Radiotherapy With GX Regimen as Adjuvant Therapy for High-risk Patients Following Pancreatic Cancer Surgery
A Prospective, Multicenter, Randomized Controlled Phase III Study on Radiotherapy Combined With GX Regimen as Adjuvant Therapy for High-risk Patients Following Pancreatic Cancer Surgery
Tianjin Medical University Cancer Institute and Hospital
288 participants
May 22, 2026
INTERVENTIONAL
Conditions
Summary
Pancreatic cancer is a highly fatal malignant tumor. Simple surgical operations can no longer meet the treatment needs of pancreatic cancer patients. Postoperative adjuvant chemotherapy has a significant effect, which can effectively prevent or delay tumor recurrence and prolong the overall survival period of pancreatic cancer patients. Based on this, many guidelines both at home and abroad actively recommend that pancreatic cancer patients receive adjuvant chemotherapy after surgery (if there are no contraindications). Radiotherapy is one of the most commonly used local treatment methods. It can be used as a neoadjuvant or adjuvant therapy to increase the tumor resection rate or reduce the recurrence rate, or as a treatment approach for locally unresectable pancreatic cancer to improve local control. After complete gross resection of pancreatic cancer, the role of radioadjuvant therapy has always been controversial, and its indications for use remain unclear. However, recent clinical studies using modern radiotherapy equipment and techniques have shown that an increasing amount of data indicates that radiotherapy can benefit in the treatment of neoadjuvant, adjuvant and locally advanced pancreatic cancer. Evidence supporting adjuvant radiotherapy after pancreatectomy remains scarce. Therefore, whether screening high-risk factor populations for adjuvant radiotherapy may improve the prognosis of pancreatic cancer is an important research.
Eligibility
Inclusion Criteria9
- Understand and voluntarily participate in this study and sign the informed consent form
- Age ≥18 years old and ≤75 years old, male and female.
- Confirmed as pancreatic ductal adenocarcinoma by histopathology or cytology, with no evidence of distant metastasis confirmed by imaging.
- The preoperative neoadjuvant chemotherapy regimen is not limited and should not exceed 4 cycles. After the operation was completed, at least one postoperative high-risk factor was present :R1/R2 resection. Regional LN transfer Neurovascular invasion The pathology is poorly differentiated. Tumor height >4cm;
- No disease progression was evaluated by CT or MRI after the operation.

* Extracted records *
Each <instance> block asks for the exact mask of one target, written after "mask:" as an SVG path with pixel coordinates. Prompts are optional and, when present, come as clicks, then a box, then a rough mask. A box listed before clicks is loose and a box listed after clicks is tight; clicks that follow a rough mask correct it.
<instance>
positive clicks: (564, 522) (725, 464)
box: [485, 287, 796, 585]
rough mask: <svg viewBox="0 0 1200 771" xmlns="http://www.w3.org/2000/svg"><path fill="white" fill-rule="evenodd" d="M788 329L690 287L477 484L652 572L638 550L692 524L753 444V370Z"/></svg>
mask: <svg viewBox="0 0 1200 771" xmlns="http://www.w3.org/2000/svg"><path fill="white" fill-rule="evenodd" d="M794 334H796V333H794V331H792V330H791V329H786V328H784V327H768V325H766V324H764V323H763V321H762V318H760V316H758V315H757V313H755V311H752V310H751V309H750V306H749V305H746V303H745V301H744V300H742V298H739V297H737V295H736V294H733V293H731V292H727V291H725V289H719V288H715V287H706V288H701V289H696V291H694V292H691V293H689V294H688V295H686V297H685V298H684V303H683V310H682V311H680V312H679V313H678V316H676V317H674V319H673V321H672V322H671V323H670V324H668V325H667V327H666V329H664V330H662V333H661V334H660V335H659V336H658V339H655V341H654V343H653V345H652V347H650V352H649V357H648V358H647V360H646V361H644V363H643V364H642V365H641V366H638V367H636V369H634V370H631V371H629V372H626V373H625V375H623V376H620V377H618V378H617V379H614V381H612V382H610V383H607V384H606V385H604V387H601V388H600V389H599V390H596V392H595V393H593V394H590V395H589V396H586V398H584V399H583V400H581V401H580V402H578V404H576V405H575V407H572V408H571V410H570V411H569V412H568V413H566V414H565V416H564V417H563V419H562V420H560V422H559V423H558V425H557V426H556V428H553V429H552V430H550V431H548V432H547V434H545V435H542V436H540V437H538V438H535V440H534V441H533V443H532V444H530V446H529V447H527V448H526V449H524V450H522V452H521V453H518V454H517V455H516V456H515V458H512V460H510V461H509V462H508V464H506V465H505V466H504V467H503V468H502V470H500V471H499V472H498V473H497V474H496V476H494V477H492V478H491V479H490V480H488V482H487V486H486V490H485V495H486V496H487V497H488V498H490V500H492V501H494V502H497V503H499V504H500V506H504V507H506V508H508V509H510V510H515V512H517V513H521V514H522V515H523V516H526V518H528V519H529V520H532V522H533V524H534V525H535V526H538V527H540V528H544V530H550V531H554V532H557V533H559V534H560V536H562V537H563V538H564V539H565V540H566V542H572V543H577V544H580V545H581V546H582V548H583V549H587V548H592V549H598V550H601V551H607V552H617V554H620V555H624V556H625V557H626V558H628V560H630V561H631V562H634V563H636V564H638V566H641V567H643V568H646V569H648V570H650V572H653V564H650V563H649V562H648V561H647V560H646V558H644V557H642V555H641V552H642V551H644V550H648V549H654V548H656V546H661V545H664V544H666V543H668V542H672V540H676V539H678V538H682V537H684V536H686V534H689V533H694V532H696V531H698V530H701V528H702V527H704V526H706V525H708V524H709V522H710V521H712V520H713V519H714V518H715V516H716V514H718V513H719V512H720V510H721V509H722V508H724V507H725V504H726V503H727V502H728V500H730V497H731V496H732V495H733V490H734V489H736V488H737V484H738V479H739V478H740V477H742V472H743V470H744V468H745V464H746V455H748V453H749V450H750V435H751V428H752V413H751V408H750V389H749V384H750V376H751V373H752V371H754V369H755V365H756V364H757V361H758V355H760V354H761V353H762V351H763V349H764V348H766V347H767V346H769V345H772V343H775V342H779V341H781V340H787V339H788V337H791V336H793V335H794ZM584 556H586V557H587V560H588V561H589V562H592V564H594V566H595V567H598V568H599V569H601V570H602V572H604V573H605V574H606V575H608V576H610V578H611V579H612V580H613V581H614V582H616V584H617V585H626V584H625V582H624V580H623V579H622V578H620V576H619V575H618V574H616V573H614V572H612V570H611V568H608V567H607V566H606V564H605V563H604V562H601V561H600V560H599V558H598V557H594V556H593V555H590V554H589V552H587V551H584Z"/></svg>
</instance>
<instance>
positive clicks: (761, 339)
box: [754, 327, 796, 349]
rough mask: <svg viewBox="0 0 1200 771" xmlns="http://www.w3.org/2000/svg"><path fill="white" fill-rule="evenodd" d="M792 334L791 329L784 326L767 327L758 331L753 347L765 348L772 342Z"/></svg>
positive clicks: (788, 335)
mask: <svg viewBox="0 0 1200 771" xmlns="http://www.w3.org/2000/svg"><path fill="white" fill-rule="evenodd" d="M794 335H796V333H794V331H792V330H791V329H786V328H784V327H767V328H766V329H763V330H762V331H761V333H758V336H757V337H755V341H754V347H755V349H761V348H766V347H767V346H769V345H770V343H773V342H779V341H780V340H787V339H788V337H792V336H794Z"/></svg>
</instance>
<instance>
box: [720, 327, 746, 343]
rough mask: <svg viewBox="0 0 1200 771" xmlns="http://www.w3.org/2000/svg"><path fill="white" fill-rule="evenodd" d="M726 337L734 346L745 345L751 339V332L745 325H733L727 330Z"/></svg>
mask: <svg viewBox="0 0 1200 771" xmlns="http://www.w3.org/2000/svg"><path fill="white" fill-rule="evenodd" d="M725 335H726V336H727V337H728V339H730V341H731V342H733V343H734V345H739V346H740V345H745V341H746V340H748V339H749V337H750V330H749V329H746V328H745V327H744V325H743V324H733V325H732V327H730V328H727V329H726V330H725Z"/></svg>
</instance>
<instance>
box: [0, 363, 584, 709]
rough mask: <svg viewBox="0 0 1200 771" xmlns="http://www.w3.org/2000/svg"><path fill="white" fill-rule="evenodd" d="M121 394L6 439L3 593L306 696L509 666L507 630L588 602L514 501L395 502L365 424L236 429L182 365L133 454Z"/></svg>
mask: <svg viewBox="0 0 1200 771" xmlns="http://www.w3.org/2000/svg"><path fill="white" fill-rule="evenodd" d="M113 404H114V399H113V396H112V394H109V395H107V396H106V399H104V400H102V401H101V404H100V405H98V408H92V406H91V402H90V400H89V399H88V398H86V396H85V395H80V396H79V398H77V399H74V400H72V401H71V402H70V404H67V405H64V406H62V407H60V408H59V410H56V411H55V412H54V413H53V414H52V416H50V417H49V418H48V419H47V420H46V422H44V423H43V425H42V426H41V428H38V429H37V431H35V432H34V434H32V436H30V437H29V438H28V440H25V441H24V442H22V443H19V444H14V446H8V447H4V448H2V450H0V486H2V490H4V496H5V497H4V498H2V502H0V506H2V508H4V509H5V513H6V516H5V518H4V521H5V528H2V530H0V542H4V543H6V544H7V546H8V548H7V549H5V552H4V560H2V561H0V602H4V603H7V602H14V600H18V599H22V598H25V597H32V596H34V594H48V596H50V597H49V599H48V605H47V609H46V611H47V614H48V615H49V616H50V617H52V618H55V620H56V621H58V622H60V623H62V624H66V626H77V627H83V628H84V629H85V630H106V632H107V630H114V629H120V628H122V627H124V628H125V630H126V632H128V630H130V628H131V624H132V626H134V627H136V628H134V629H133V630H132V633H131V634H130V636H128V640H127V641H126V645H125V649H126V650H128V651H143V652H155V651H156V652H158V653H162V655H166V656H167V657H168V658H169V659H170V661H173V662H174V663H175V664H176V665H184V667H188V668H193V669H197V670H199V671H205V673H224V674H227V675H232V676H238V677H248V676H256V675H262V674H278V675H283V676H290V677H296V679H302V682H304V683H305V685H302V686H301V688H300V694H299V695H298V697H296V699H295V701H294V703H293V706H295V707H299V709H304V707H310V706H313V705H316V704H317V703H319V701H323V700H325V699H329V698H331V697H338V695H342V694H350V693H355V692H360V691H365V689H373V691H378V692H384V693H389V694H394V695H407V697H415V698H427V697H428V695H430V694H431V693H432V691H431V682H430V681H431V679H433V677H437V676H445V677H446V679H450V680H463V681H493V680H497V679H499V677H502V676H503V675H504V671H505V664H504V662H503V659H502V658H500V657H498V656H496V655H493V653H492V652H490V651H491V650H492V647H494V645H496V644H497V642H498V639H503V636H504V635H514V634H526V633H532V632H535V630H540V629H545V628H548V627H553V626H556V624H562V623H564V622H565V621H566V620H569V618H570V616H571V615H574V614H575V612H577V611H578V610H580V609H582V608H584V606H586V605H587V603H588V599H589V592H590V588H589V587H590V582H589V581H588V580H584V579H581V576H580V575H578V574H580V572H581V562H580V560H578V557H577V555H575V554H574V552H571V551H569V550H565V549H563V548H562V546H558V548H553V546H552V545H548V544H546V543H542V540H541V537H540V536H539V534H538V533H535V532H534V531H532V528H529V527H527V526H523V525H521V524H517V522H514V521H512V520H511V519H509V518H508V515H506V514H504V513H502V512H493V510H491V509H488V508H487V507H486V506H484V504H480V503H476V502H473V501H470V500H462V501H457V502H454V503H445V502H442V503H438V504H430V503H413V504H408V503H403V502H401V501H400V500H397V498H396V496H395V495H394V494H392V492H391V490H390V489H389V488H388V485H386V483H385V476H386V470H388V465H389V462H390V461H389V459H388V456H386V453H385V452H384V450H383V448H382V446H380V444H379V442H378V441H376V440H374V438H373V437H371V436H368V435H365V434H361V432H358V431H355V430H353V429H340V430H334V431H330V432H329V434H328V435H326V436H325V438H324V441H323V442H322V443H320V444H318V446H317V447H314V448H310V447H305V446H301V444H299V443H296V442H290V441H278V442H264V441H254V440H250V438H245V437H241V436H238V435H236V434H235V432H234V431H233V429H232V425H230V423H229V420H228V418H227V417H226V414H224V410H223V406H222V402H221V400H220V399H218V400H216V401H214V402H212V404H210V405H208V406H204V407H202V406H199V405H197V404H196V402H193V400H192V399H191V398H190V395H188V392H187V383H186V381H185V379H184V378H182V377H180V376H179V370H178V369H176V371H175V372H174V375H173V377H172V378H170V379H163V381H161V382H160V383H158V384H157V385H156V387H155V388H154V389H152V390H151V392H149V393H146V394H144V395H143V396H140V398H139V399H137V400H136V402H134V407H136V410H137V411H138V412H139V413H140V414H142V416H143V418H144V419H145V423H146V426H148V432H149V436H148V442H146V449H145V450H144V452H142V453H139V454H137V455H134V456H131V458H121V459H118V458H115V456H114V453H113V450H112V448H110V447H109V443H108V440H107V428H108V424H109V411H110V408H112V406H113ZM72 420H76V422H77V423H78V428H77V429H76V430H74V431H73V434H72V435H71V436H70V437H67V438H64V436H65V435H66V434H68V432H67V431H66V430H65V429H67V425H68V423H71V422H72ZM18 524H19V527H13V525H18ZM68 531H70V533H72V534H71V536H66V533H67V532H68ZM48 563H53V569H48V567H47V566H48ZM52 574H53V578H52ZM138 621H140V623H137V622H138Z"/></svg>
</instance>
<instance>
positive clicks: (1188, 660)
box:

--

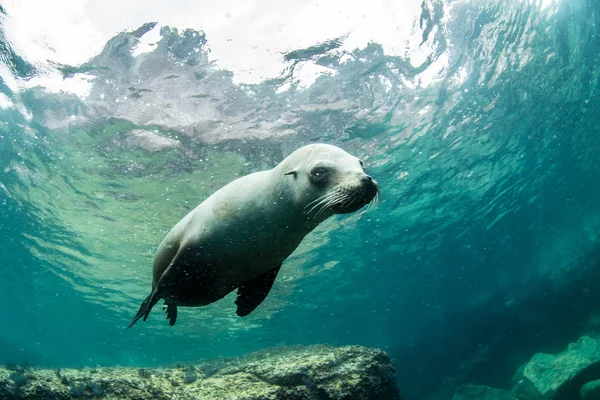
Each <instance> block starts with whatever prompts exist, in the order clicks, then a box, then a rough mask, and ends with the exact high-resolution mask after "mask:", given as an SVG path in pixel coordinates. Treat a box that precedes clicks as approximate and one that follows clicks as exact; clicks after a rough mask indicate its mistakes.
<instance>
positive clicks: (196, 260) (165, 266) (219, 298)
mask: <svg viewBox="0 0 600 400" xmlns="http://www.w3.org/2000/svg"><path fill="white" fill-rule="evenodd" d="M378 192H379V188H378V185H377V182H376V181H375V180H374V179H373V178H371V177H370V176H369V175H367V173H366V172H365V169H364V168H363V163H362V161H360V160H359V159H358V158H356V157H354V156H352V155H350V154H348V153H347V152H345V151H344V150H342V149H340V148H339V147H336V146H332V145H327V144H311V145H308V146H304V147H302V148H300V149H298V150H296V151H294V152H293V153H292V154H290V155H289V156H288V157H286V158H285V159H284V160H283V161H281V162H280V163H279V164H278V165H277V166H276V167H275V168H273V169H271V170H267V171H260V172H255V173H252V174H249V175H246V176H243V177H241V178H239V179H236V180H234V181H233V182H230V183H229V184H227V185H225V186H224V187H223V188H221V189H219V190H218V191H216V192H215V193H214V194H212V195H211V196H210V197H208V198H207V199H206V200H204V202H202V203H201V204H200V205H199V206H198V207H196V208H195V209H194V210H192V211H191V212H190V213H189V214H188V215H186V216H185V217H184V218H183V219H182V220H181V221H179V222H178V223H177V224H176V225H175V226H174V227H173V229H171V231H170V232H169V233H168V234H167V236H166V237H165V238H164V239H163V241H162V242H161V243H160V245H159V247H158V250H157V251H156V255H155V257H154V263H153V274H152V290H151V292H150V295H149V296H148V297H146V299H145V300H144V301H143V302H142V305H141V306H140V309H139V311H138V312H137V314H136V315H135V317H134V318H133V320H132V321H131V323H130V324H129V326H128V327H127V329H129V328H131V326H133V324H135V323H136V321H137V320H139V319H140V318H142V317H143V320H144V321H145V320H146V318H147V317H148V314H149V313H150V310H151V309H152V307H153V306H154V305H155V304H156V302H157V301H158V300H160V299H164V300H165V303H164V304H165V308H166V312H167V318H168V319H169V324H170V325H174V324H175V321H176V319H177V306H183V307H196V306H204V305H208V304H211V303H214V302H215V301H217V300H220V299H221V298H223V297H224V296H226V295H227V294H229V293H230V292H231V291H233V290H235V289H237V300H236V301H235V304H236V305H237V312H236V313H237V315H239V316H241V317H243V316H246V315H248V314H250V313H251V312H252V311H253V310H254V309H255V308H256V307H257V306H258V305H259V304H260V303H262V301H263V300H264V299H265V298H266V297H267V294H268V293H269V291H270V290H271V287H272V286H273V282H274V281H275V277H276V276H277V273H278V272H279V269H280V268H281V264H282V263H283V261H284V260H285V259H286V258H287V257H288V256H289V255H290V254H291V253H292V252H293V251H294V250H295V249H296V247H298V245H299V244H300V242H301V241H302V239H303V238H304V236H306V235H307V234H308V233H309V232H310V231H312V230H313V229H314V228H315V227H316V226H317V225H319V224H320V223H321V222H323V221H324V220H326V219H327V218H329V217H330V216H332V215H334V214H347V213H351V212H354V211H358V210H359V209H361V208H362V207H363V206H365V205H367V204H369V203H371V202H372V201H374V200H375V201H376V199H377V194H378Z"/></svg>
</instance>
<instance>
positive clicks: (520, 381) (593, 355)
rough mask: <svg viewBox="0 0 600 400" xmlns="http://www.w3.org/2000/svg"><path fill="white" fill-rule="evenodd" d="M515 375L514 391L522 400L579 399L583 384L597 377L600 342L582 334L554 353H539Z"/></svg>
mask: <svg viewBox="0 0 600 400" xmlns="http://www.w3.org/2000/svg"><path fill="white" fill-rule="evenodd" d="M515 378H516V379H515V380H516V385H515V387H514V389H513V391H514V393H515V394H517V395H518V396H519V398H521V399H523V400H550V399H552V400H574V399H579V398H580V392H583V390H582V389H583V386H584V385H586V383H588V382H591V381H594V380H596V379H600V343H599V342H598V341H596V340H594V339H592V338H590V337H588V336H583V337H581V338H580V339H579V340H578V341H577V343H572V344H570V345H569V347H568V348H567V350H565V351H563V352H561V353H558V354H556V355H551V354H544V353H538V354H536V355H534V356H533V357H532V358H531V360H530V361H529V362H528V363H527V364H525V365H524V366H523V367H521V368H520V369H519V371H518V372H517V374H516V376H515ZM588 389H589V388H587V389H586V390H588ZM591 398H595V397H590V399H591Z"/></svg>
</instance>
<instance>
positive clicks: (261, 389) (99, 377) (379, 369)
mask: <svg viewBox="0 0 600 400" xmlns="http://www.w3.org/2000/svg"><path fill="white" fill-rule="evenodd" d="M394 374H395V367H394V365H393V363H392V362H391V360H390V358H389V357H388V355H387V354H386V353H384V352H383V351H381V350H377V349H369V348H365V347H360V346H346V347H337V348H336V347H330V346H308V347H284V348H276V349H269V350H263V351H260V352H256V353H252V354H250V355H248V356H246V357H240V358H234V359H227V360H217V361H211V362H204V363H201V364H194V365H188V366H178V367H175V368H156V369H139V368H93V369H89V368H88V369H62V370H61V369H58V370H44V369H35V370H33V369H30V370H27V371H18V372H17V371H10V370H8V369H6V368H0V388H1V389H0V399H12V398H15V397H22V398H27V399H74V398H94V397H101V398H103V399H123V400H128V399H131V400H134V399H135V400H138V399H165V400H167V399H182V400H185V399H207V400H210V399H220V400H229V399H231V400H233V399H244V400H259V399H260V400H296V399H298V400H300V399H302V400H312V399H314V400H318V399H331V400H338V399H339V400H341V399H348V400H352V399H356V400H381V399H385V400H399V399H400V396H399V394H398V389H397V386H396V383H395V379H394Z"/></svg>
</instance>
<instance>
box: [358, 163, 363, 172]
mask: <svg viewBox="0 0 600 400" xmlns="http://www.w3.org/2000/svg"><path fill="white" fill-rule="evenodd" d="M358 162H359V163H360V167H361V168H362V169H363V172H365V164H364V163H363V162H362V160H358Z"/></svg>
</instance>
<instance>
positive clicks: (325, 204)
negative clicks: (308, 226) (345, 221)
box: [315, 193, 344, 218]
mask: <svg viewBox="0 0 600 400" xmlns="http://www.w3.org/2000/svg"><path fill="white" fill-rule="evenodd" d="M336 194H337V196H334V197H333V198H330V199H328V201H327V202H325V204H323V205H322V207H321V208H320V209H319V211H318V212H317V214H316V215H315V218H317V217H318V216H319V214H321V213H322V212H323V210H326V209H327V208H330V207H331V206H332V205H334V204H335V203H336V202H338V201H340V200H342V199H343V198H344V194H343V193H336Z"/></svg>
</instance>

* Tasks and exercises *
(a) Transcribe the stretch of the pancreatic cancer trial listing from "Eligibility" through "confirmed by imaging.".
(b) List the postoperative high-risk factors given in the pancreatic cancer trial listing, one of which a patient must have after the operation.
(c) Continue the pancreatic cancer trial listing from where it stops.

* Responses *
(a)
Eligibility
Inclusion Criteria9
- Understand and voluntarily participate in this study and sign the informed consent form
- Age ≥18 years old and ≤75 years old, male and female.
- Confirmed as pancreatic ductal adenocarcinoma by histopathology or cytology, with no evidence of distant metastasis confirmed by imaging.

(b)
- R1/R2 resection
- Regional LN transfer
- Neurovascular invasion
- Poorly differentiated pathology
- Tumor height >4cm

(c)
- The subjects have sufficient organ and bone marrow functions: absolute neutrophil count ≥1.5×109, platelet count ≥80×109, hemoglobin ≥90g/L; Total bilirubin levels ≤1.5 times the upper limit of normal (ULN), aspartate aminotransferase (AST) and alanine aminotransferase (ALT) levels ≤2.5 times ULN. Serum creatinine ≤1.5 times ULN or creatinine clearance ≥60 ml/min(Cockcroft-Gault formula);
- ECOG PS score 0-1;
- The expected postoperative survival period is ≥3 months;
- Women of childbearing age who are not pregnant and have no pregnancy plans. Patients of childbearing age and their spouses are willing to take contraceptive measures that have been medically approved.
Exclusion Criteria10
- Had received radiotherapy, palliative chemotherapy or other targeted or immunotherapy for anti-tumor treatment before pancreatic tumor resection;
- Suffering from severe underlying diseases, including but not limited to: active infections that require systemic medication treatment; Uncontrolled diabetes and hypertension; Negligent compensatory heart failure (NYHA grades III and IV), unstable angina, and acute myocardial infarction occurred within 3 months before enrollment. Malignant peritoneal effusion or pleural effusion; Severe portal hypertension or imaging manifestations of cavernous changes in the portal vein; Gastric outlet obstruction, respiratory insufficiency (requiring oxygen inhalation) and severe lung diseases; Central nervous system diseases, mental disorders;
- There is a history of other malignant tumors (cured basal cell carcinoma of the skin and cervical carcinoma in situ)
- There is bleeding or coagulation disorder;
- Postoperative complications such as bleeding, pancreatic fistula, gastric emptying disorder, abdominal infection, and biliary fistula occur, which prevent the patient from receiving adjuvant treatment within 12 weeks after the operation.
- Those who are allergic to the drugs or their components used in this plan;
- Known to be infected with HIV or syphilis, or currently in the active stage of hepatitis (hepatitis B, hepatitis C);
- Female subjects who are pregnant or breastfeeding, or plan to become pregnant during the study period, or female spouses of male subjects;
- The subjects had poor compliance and were unable to follow the various procedures, restrictions or requirements of the study, etc.
- There are other reasons that the researcher deems unsuitable for participation in this study.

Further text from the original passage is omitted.